Exercise goal >> Format every line of the data below as a numbered list, omitting blank lines and leaving any pictures out of your answer.

(Collection entries)
>>>>>

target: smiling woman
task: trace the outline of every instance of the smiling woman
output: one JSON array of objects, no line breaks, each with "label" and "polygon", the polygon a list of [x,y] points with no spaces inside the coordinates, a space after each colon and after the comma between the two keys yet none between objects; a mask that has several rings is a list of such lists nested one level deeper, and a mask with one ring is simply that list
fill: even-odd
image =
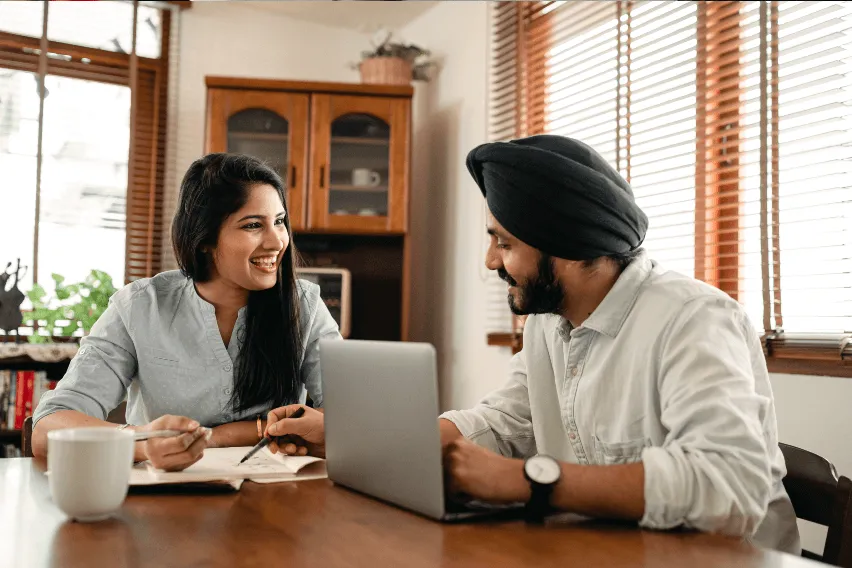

<<<<<

Answer to this problem >>
1. target: smiling woman
2. task: trace the outline of every instance of the smiling woman
3. output: one JSON array of objects, no line breaks, each with "label" and "polygon", the polygon a list of [x,y] points with no spaces inside the coordinates, a space after each colon and after the comma between the two keys yet none between objects; a mask that has several rings is a list of such lists nested one level deeper, and a mask with one ring is simply that list
4. fill: even-odd
5. image =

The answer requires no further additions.